:: Records for processing ::
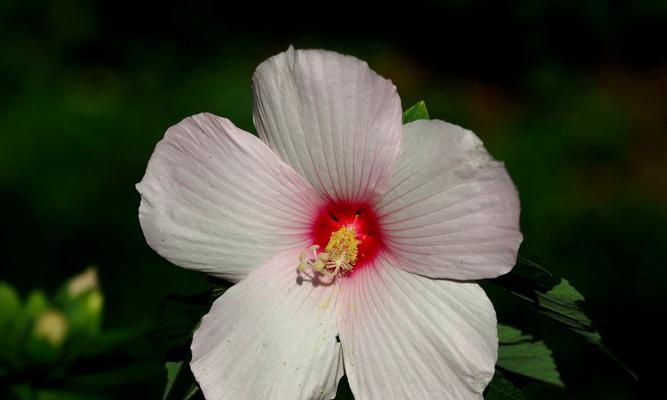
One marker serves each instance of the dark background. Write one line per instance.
(571, 95)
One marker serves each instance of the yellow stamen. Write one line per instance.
(343, 246)
(341, 253)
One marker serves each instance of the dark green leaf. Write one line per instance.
(522, 355)
(528, 275)
(173, 369)
(418, 111)
(502, 389)
(553, 297)
(178, 318)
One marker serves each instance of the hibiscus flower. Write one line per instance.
(352, 239)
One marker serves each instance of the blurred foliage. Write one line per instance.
(571, 95)
(47, 343)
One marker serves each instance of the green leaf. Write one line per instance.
(418, 111)
(177, 320)
(522, 355)
(173, 369)
(553, 297)
(501, 388)
(179, 317)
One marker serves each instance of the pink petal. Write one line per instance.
(405, 336)
(332, 118)
(217, 199)
(451, 210)
(271, 336)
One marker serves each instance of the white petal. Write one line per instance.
(451, 210)
(217, 199)
(332, 118)
(271, 336)
(405, 336)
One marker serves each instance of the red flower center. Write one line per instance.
(360, 217)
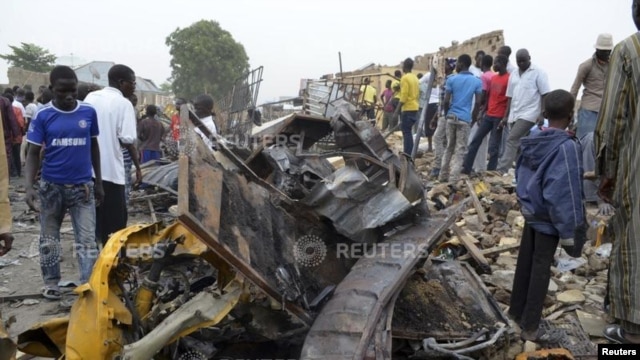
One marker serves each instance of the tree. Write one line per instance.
(205, 59)
(30, 57)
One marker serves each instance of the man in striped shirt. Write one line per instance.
(617, 144)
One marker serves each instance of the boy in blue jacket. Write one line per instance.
(549, 189)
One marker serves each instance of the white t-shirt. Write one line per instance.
(19, 105)
(116, 123)
(525, 91)
(211, 125)
(477, 72)
(434, 98)
(31, 109)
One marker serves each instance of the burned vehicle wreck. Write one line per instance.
(298, 247)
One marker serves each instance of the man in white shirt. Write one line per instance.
(506, 51)
(203, 106)
(526, 91)
(476, 68)
(17, 102)
(117, 124)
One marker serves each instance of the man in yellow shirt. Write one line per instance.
(368, 95)
(409, 95)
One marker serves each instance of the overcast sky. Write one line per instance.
(301, 39)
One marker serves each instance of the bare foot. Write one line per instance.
(6, 240)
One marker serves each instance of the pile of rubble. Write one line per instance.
(248, 208)
(488, 236)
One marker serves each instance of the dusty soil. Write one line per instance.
(20, 269)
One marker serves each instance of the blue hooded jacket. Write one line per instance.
(549, 183)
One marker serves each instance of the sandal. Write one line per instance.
(551, 337)
(615, 334)
(51, 294)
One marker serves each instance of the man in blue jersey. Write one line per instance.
(68, 129)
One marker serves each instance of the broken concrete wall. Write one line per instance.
(488, 42)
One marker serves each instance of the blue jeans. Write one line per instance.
(128, 163)
(148, 155)
(55, 200)
(408, 118)
(488, 125)
(586, 122)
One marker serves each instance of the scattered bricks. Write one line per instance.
(502, 204)
(571, 297)
(472, 222)
(512, 215)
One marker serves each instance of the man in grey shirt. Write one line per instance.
(591, 75)
(526, 90)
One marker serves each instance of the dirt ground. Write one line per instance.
(21, 304)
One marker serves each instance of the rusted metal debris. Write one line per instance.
(282, 218)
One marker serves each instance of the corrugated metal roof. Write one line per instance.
(95, 72)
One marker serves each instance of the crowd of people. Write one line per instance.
(79, 142)
(489, 114)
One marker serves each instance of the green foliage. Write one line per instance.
(30, 57)
(205, 59)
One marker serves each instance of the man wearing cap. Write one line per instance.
(591, 75)
(439, 123)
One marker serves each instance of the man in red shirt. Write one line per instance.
(496, 108)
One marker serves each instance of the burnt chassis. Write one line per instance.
(235, 219)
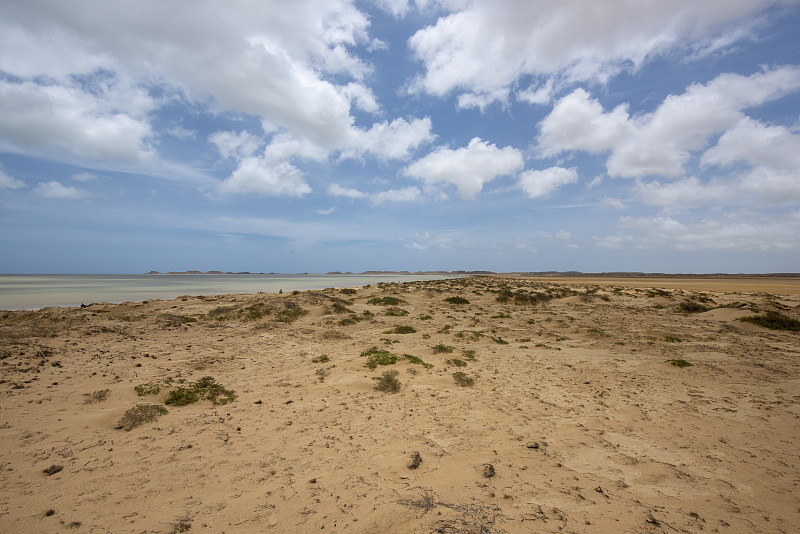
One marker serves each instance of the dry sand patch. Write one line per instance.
(575, 421)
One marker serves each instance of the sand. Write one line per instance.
(575, 422)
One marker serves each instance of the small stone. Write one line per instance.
(488, 470)
(416, 459)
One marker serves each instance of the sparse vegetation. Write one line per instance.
(401, 329)
(462, 379)
(385, 301)
(139, 415)
(97, 396)
(690, 306)
(376, 357)
(418, 361)
(388, 382)
(290, 314)
(774, 321)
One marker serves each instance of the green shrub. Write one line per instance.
(376, 357)
(774, 321)
(401, 329)
(290, 314)
(680, 363)
(140, 414)
(181, 396)
(388, 382)
(689, 306)
(462, 379)
(418, 361)
(386, 301)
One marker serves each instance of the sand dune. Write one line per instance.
(575, 421)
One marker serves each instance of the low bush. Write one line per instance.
(388, 382)
(140, 414)
(774, 321)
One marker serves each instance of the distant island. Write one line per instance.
(615, 274)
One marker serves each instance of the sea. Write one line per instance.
(34, 291)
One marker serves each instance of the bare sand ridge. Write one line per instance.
(575, 421)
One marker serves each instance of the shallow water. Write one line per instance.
(32, 291)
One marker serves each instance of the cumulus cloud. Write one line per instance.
(336, 190)
(8, 182)
(757, 144)
(235, 145)
(259, 175)
(541, 183)
(67, 122)
(56, 190)
(468, 168)
(731, 231)
(660, 143)
(683, 194)
(483, 48)
(407, 194)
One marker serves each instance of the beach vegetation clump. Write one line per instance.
(774, 321)
(680, 363)
(290, 314)
(181, 396)
(401, 329)
(376, 357)
(690, 306)
(462, 379)
(385, 301)
(388, 382)
(139, 415)
(152, 388)
(417, 360)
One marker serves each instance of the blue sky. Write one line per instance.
(335, 135)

:: Job ::
Repeat the material above word for word and skip every image in it.

:: Reply to the exercise ::
One marker serves each instance of the dark background. Write one line per instance.
(571, 95)
One marker serves each instance of the yellow stamen. Write one line per instance.
(343, 246)
(341, 253)
One marker serves each instance of the dark green leaf. Write one line per instance.
(522, 355)
(528, 275)
(173, 369)
(418, 111)
(502, 389)
(553, 297)
(178, 318)
One marker serves each instance of the hibiscus flower. Write one line per instance.
(352, 239)
One marker serves each instance of the blurred foliage. Write one line per instance.
(571, 95)
(47, 343)
One marker serves each instance of the green leaf. Write one line per instance.
(418, 111)
(177, 320)
(522, 355)
(173, 369)
(553, 297)
(501, 388)
(179, 317)
One marker serves each instance of the pink petal. Write one line per instance.
(405, 336)
(332, 118)
(217, 199)
(451, 210)
(271, 336)
One marker serves each instance of the white petal. Write one line per instance.
(451, 210)
(217, 199)
(332, 118)
(271, 336)
(405, 336)
One marker serves each instance of the red flower center. Write one line per instance.
(360, 217)
One marker serves each instance of the tree. Write one line per instance.
(205, 59)
(30, 57)
One marker serves each instance of the man in striped shirt. Write one line per instance.
(617, 144)
One marker serves each instance of the boy in blue jacket. Write one line per instance.
(549, 189)
One marker serves each instance of the white t-shirt. Write one line per instance.
(19, 105)
(116, 123)
(525, 91)
(211, 125)
(477, 72)
(434, 98)
(31, 109)
One marker serves each instance of the burned vehicle wreck. Write one line per instance.
(298, 247)
One marker serves each instance of the man in white shirt. Write one line per instance.
(506, 51)
(203, 106)
(526, 91)
(476, 68)
(17, 102)
(117, 124)
One marker serves each instance of the man in yellow shirt. Write one line per instance.
(368, 95)
(409, 95)
One marker serves each instance of the overcast sky. Write one line per instance.
(301, 39)
One marker serves each instance of the bare foot. Write one line per instance.
(6, 240)
One marker serves each instance of the pile of rubble. Write one line per instance.
(248, 208)
(488, 236)
One marker serves each instance of the dusty soil. Write one line per instance.
(20, 269)
One marker serves each instance of the blue hooded jacket. Write one line per instance.
(549, 183)
One marker serves each instance of the sandal. Write one line per instance.
(551, 337)
(615, 334)
(51, 294)
One marker serves each instance of the man in blue jersey. Write one line per instance.
(68, 129)
One marker serves each instance of the broken concrete wall. Write one line per instance.
(488, 42)
One marker serves each instance of the blue jeans. Write one line per instance.
(128, 163)
(148, 155)
(55, 200)
(408, 118)
(488, 125)
(586, 122)
One marker serves each instance of the scattered bricks. Write one line per instance.
(502, 204)
(571, 297)
(472, 222)
(512, 215)
One marker serves each instance of the man in grey shirt. Write one line per instance.
(591, 75)
(526, 90)
One marker serves each instance of the dirt ground. Write one line per instance.
(21, 304)
One marker serves each instance of the rusted metal debris. Write one line per instance.
(282, 218)
One marker serves each instance of the corrugated metal roof. Write one line per instance.
(95, 72)
One marker serves each instance of the crowd of people. Write one line per instance.
(79, 142)
(489, 114)
One marker serves each instance of the green foliage. Write one line per instance.
(30, 57)
(205, 59)
One marker serves each instance of the man wearing cap. Write one line per instance.
(591, 75)
(439, 123)
One marker serves each instance of the man in red shirt. Write one line per instance.
(496, 108)
One marker serves each instance of the burnt chassis. Write one line per instance.
(235, 219)
One marker serves each instance of the dry sand patch. Write one line per instance.
(575, 421)
One marker serves each instance of the sand. Write one line per instance.
(575, 422)
One marker serves each instance of the small stone. Write one line per instance.
(488, 470)
(416, 459)
One marker serves each instance of the sparse vegetation. Write one line per instance.
(401, 329)
(462, 379)
(385, 301)
(139, 415)
(97, 396)
(690, 306)
(376, 357)
(418, 361)
(388, 382)
(290, 314)
(774, 321)
One marker serves each instance of the green shrub. Write one line per instance.
(376, 357)
(774, 321)
(401, 329)
(290, 314)
(680, 363)
(140, 414)
(181, 396)
(388, 382)
(689, 306)
(462, 379)
(418, 361)
(386, 301)
One marker serves each instance of the sand dune. Write one line per instance.
(575, 421)
One marker serves each instance of the low bush. Write one line per instance.
(388, 382)
(140, 414)
(774, 321)
One marker serves each instance of the distant island. Write one line per instance.
(615, 274)
One marker serves each instance of the sea. Write one line per instance.
(34, 291)
One marker serves each instance of the bare sand ridge. Write one line per instance.
(575, 421)
One marker serves each instance of the shallow water. Write one line per instance.
(32, 291)
One marker serves each instance of the cumulus cloud. Write one line per instance.
(336, 190)
(8, 182)
(757, 144)
(235, 145)
(259, 175)
(541, 183)
(67, 122)
(56, 190)
(468, 168)
(731, 231)
(660, 143)
(683, 194)
(483, 48)
(407, 194)
One marker serves each instance of the beach vegetation clump. Write one line per instance.
(774, 321)
(680, 363)
(290, 314)
(181, 396)
(401, 329)
(376, 357)
(690, 306)
(462, 379)
(385, 301)
(388, 382)
(139, 415)
(152, 388)
(417, 360)
One marker serves each instance of the blue sky. Write one line per instance.
(335, 135)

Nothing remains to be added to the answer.